• **TO DO**
Retype the records below exactly. Leave nothing out.

[Dataset entries]
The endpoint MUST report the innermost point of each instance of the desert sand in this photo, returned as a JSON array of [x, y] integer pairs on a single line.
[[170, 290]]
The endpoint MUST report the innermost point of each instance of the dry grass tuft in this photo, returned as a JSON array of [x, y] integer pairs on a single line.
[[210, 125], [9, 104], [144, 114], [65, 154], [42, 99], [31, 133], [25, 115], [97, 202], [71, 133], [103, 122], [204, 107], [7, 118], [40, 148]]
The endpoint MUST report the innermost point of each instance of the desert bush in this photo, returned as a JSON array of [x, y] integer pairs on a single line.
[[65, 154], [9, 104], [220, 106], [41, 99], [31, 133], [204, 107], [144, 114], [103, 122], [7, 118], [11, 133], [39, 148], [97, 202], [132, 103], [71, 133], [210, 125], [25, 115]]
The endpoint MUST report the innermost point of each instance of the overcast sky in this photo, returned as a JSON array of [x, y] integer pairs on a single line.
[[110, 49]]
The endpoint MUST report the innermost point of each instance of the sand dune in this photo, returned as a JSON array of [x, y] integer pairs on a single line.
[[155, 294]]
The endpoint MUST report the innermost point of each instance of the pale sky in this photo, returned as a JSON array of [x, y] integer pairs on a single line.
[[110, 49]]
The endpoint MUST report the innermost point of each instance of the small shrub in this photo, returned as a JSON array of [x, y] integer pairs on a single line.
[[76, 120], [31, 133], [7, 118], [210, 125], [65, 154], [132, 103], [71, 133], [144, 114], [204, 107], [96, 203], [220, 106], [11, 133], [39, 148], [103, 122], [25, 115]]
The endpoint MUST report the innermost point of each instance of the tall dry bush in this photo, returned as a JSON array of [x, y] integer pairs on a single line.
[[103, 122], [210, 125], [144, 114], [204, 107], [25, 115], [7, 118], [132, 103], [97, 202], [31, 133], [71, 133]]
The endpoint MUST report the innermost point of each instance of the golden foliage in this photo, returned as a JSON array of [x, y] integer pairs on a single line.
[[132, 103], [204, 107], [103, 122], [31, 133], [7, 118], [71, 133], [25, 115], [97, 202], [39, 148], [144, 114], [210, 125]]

• **RESULT**
The endpoint MUST report the innermost point of each instance of the desert sand in this photo, returned as a JSON array of [x, y] integer pairs on a single line.
[[170, 290]]
The endpoint MUST report the innermost point of each instance of the dry grass tuft in this photo, returned as a JSON array of [x, y] integer pairs on a single line.
[[210, 125], [9, 104], [144, 114], [65, 154], [42, 99], [31, 133], [25, 115], [97, 202], [71, 133], [103, 122], [204, 107], [7, 118], [40, 148]]
The endpoint MUST report the innermost point of each instance of the desert bush in this photo, returned as a JSON array of [x, y] integer pairs on a single line.
[[65, 154], [9, 104], [220, 106], [41, 99], [31, 133], [204, 107], [144, 114], [103, 122], [7, 118], [11, 133], [39, 148], [97, 202], [132, 103], [71, 133], [210, 125], [25, 115]]
The endpoint MUST report the innermost point of each instance of the overcast sky in this photo, returned as a JSON array of [x, y] integer pairs on a single line.
[[110, 49]]
The endpoint MUST report the innermost point of each instance of the sand dune in this photo, returned as a JSON array of [x, y] integer pairs on a single line.
[[155, 294]]
The endpoint MUST report the innermost point of each instance of the pale sky in this photo, returned as a JSON array of [x, y] integer pairs on a single line.
[[110, 49]]
The endpoint MUST report the innermost point of each instance of the small shrub in this photo, returned as a JSON array of [x, y] integer pairs on a single line.
[[76, 120], [31, 133], [7, 118], [210, 125], [65, 154], [132, 103], [71, 133], [144, 114], [204, 107], [96, 203], [220, 106], [11, 133], [39, 148], [103, 122], [25, 115]]
The endpoint MUST report the innermost point of each instance of the tall dry bush in this photo, returned as a JSON array of [x, y] integer pairs on a single line.
[[103, 122], [210, 125], [144, 114], [204, 107], [25, 115], [7, 118], [132, 103], [97, 202], [31, 133], [71, 133]]
The endpoint MUST report the innermost point of each instance of the golden foliage in this photo, returned as a JSON array of [x, y] integer pairs on a single line.
[[132, 103], [204, 107], [103, 122], [31, 133], [7, 118], [71, 133], [25, 115], [97, 202], [39, 148], [144, 114], [210, 125]]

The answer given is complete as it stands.